-------- TASK INPUT

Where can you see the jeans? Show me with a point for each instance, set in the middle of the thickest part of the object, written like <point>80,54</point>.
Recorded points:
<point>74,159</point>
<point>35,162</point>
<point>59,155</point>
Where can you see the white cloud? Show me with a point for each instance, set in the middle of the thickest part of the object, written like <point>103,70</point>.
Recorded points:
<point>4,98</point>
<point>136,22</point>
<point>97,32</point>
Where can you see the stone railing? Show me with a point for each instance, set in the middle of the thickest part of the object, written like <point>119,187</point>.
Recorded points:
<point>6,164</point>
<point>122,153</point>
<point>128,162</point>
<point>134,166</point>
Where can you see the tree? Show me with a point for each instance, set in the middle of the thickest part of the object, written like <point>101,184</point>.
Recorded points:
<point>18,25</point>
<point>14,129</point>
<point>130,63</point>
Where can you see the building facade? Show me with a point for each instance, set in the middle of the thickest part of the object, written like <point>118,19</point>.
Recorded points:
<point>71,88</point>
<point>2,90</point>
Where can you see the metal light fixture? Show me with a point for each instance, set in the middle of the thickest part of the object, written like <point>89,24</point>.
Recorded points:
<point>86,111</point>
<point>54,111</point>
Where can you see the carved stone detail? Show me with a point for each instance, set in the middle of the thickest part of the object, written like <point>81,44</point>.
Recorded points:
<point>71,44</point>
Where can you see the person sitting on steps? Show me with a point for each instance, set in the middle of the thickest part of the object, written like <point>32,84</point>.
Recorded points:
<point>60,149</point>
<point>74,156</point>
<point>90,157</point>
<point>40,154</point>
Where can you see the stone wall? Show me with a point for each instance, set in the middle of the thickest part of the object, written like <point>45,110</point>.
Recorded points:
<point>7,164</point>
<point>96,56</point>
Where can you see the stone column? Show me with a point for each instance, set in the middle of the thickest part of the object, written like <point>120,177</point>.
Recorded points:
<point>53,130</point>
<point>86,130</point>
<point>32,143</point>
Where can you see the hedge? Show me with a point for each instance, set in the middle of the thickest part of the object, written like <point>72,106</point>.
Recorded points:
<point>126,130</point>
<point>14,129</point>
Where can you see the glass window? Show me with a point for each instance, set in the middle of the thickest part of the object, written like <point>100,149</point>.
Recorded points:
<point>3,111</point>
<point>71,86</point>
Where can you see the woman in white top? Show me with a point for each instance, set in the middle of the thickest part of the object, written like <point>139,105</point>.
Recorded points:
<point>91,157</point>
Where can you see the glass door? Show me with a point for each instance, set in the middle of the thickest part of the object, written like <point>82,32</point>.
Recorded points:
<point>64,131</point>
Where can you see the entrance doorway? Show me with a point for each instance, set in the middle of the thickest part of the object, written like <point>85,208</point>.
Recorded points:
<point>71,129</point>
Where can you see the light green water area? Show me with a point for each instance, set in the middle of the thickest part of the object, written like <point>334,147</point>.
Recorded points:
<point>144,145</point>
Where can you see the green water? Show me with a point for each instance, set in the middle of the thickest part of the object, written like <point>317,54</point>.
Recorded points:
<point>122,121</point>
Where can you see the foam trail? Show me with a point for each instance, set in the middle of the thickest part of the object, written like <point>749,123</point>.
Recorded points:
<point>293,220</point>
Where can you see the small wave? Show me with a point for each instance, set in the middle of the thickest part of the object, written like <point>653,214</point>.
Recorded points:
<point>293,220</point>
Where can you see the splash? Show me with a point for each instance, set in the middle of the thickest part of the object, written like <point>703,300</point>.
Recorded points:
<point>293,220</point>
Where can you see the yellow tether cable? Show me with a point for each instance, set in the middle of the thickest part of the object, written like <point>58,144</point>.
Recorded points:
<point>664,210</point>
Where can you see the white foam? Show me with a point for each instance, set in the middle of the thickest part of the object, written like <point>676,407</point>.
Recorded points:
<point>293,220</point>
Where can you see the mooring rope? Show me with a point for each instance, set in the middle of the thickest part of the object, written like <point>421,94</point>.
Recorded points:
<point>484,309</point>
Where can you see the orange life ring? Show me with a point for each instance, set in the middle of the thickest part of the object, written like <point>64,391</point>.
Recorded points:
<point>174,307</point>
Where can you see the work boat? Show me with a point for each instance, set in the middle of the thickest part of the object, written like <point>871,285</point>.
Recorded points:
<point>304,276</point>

----------------

*WRITTEN REQUEST:* Write each line above out exactly.

*THE REPLY:*
Where can you see the jeans? Show me with a point for each instance, set in the middle of the thickest part of the object, written like <point>80,54</point>.
Recorded points:
<point>74,159</point>
<point>35,162</point>
<point>59,155</point>
Where can you see the white cloud? Show me with a point for each instance, set in the middle of the thickest part of the object, written like <point>103,70</point>.
Recorded points:
<point>4,98</point>
<point>136,22</point>
<point>97,32</point>
Where can you see the stone railing? Show me with a point for each instance, set in the middle of the thickest part of the object, written like <point>119,187</point>.
Recorded points:
<point>6,164</point>
<point>122,153</point>
<point>128,162</point>
<point>134,166</point>
Where can you see the tree? Show me with a point for each instance, set in the middle of the thickest part of the object, written like <point>101,184</point>.
Recorded points:
<point>18,25</point>
<point>14,129</point>
<point>130,63</point>
Where can you see the building facade? Show me with a point for each instance, set in the middle of the thickest part of the object, written like <point>118,19</point>.
Recorded points:
<point>71,88</point>
<point>2,90</point>
Where can you see the metal light fixture? Show me with a point for each instance, set in the middle of the thickest part of the object, written like <point>89,24</point>.
Recorded points:
<point>86,111</point>
<point>54,111</point>
Where can you see the carved stone detail? Show me with a point for each instance, set in the middle of the thickest part of the object, written like <point>81,44</point>.
Recorded points:
<point>71,44</point>
Where can you see the person sitting on steps? Show me with a point for each instance, set in the middle of the thickest part of the object, written like <point>32,84</point>.
Recorded points:
<point>60,149</point>
<point>74,156</point>
<point>90,157</point>
<point>40,154</point>
Where can you see the stone wall? Show me with a point for each instance, set in the middle of the thickest part of the object, written like <point>45,110</point>.
Recorded points:
<point>7,164</point>
<point>96,56</point>
Where can you see the stone column? Show me with a point for each instance, set in the middle of the thickest part of the object, written like <point>120,177</point>.
Recorded points:
<point>53,130</point>
<point>86,130</point>
<point>32,143</point>
Where can you see the hedge? Show me with a point for each instance, set in the middle of the thickest part of the object, written like <point>72,106</point>.
Recorded points:
<point>126,130</point>
<point>14,129</point>
Where can you see the glass window? Show me with a point for each instance, set in the middle of the thickest part of the object, written like <point>100,149</point>.
Recorded points:
<point>3,111</point>
<point>71,86</point>
Where can you see the woman in white top? Show me with a point for each instance, set in the middle of the thickest part of the object, written like <point>139,105</point>.
Recorded points:
<point>91,157</point>
Where can you see the glass door? Show me with a point for each instance, set in the middle of the thickest part of the object, written like <point>82,32</point>.
Recorded points:
<point>64,131</point>
Where can you see the entrance doorway? Show me with a point for each instance, set in the middle of the thickest part of the object, written like <point>85,208</point>.
Recorded points:
<point>71,129</point>
Where can you see the light green water area? Show me with a point for each instance, set in the middle of the thickest part of the object, written like <point>334,147</point>.
Recorded points:
<point>144,145</point>
Where can you see the green water? Show me with a point for each instance, set in the middle of the thickest part of the object, written like <point>317,54</point>.
Recorded points:
<point>122,121</point>
Where can you see the foam trail? Show me with a point for each instance, set in the middle of the thickest part of the object, written like <point>749,123</point>.
Recorded points:
<point>293,220</point>
Where can you see the small wave? Show me with a point for each instance, set in the middle of the thickest part of the object, written like <point>653,214</point>.
Recorded points:
<point>293,220</point>
Where can you see the splash? Show me with a point for each instance, set in the middle of the thickest part of the object, written like <point>703,300</point>.
Recorded points:
<point>293,220</point>
Where can you see the yellow tether cable? Show me with a point for each instance, set in the middle of the thickest part of the object, written like <point>58,144</point>.
Recorded points:
<point>664,210</point>
Where can you see the white foam? Show me with a point for each instance, set in the middle of the thickest part of the object, written like <point>676,407</point>.
Recorded points:
<point>293,220</point>
Where can you see the mooring rope? Show me with a point for each instance, set in the middle of the thickest part of the object, written like <point>421,94</point>.
Recorded points:
<point>484,309</point>
Where can you see the orange life ring? Show me with a point for each instance, set in the middle of the thickest part of the object, written like <point>64,391</point>.
Recorded points:
<point>174,307</point>
Where can you see the work boat? Show me with a point for each instance, set in the middle of the thickest part of the object, written like <point>871,285</point>.
Recorded points:
<point>304,276</point>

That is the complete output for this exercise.